===== Data provided =====
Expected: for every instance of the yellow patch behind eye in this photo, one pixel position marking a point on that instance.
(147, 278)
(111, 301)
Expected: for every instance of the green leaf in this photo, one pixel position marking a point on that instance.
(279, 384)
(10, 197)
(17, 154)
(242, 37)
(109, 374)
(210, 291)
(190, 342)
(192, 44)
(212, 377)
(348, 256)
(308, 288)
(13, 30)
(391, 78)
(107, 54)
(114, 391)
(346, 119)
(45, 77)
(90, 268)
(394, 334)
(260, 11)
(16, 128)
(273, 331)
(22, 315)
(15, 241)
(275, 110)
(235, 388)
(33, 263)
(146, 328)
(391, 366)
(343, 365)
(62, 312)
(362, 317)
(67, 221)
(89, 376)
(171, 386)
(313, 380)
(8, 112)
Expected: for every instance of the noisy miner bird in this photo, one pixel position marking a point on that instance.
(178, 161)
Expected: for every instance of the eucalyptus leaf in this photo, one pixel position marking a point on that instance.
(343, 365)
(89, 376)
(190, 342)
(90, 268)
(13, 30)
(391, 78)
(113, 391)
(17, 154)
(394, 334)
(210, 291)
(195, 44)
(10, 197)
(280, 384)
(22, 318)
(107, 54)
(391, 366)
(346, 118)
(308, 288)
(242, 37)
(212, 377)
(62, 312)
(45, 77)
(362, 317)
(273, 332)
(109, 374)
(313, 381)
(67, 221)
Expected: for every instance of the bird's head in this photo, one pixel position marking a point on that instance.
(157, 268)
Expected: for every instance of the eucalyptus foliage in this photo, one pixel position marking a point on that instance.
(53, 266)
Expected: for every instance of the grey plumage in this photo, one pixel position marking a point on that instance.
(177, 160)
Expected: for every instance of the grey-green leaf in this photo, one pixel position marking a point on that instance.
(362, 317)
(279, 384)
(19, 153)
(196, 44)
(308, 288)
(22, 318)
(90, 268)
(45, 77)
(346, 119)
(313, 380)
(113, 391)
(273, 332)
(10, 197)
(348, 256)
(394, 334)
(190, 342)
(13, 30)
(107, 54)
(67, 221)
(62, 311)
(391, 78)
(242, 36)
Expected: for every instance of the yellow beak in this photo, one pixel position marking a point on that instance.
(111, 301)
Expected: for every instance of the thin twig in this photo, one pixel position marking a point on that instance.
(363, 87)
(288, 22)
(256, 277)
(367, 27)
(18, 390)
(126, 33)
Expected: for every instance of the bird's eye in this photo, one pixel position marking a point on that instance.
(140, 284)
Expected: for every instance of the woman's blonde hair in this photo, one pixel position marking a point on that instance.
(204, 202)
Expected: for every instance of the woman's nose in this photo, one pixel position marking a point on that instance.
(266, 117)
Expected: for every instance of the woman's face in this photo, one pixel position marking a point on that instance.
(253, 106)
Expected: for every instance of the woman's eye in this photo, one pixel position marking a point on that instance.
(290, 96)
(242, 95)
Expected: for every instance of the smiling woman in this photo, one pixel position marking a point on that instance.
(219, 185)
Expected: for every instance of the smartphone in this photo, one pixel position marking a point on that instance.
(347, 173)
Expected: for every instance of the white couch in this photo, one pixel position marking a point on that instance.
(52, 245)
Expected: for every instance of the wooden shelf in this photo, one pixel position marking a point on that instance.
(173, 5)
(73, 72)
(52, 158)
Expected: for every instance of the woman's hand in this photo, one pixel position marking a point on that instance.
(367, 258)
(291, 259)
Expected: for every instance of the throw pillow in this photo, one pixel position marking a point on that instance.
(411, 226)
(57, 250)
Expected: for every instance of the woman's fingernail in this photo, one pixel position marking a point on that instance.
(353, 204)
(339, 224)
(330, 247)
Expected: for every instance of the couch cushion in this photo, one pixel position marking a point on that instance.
=====
- **Stated problem**
Reproduce every line of the material above exactly.

- **Task output**
Expected: for every instance of the yellow patch behind eye in this photo, one pixel position marking a point on that instance.
(147, 278)
(111, 301)
Expected: for every instance of the green leaf in this photo, one pixel position marking a point on that instance.
(279, 384)
(10, 197)
(17, 154)
(242, 37)
(109, 374)
(210, 291)
(190, 342)
(192, 44)
(212, 377)
(348, 256)
(308, 288)
(13, 30)
(391, 78)
(107, 54)
(114, 391)
(346, 119)
(45, 77)
(90, 268)
(394, 334)
(260, 11)
(16, 128)
(273, 331)
(22, 315)
(15, 241)
(275, 110)
(235, 388)
(33, 263)
(146, 328)
(391, 366)
(343, 365)
(62, 312)
(362, 317)
(67, 221)
(89, 376)
(171, 386)
(313, 380)
(8, 112)
Expected: for every instance of the noisy miner bird in this photo, one pixel position marking a point on that instance.
(178, 161)
Expected: for every instance of the eucalyptus leaf in this photo, one pixel position marking a point on that instance.
(343, 365)
(89, 376)
(190, 342)
(90, 268)
(13, 30)
(391, 78)
(113, 391)
(17, 154)
(394, 334)
(210, 291)
(195, 44)
(10, 197)
(280, 384)
(22, 318)
(107, 54)
(391, 366)
(346, 118)
(308, 288)
(242, 37)
(212, 377)
(62, 312)
(45, 77)
(362, 317)
(273, 332)
(109, 374)
(313, 381)
(67, 221)
Expected: for every instance of the bird's head in this photo, one pixel position marking a point on that instance.
(157, 268)
Expected: for every instance of the eucalyptus foliage in this photo, one pixel position marking a point on that instance.
(53, 266)
Expected: for every instance of the grey plumage in this photo, one pixel position marking a point on that instance.
(177, 160)
Expected: for every instance of the grey-green leaf in this photo, one pixel position marking a point on that instance.
(362, 317)
(279, 384)
(19, 153)
(196, 44)
(308, 288)
(22, 318)
(90, 268)
(45, 77)
(346, 119)
(313, 380)
(113, 391)
(273, 332)
(10, 197)
(348, 256)
(394, 334)
(190, 342)
(13, 30)
(107, 54)
(67, 221)
(62, 311)
(391, 78)
(242, 36)
Expected: for every instance of the yellow beak in this photo, one pixel position marking a point on that instance.
(111, 301)
Expected: for every instance of the thin twig in this photo, one pixel position marking a point on that instance.
(363, 87)
(288, 22)
(256, 277)
(367, 27)
(18, 390)
(126, 33)
Expected: for every instance of the bird's eye in this photo, one pixel position marking a point on that instance.
(140, 284)
Expected: for every instance of the woman's blonde hair in this photo, one pixel position marking a point on that instance.
(204, 202)
Expected: for every instance of the woman's nose in this photo, one pixel position marking a point on that instance.
(266, 117)
Expected: for every instance of the woman's face in this photo, one pixel position marking a point on that instance.
(253, 106)
Expected: for every instance of the woman's eye in this photo, one pixel position marking a point on that instance.
(290, 96)
(242, 95)
Expected: for every instance of the smiling woman in this photo, one pixel position marking a point on that instance.
(219, 185)
Expected: for every instance of the smartphone in this photo, one pixel position marking a point on that instance.
(347, 173)
Expected: for every instance of the white couch in this photo, one pixel position marking a point on that instance.
(52, 245)
Expected: for every instance of the wooden shelf in this photo, one pixel position marking a point on that instance.
(173, 5)
(73, 72)
(52, 158)
Expected: for every instance of the woman's hand in this photo, one pixel position marking a point on that instance.
(367, 258)
(291, 259)
Expected: for every instance of the throw pillow in this photo, one pixel position marking a point on that instance.
(411, 226)
(57, 250)
Expected: for every instance of the woman's fingernail in this photo, one pixel position marking a point on that instance.
(353, 204)
(339, 224)
(330, 247)
Expected: for every instance of the couch cushion in this photo, one pixel position marking a point on that instance.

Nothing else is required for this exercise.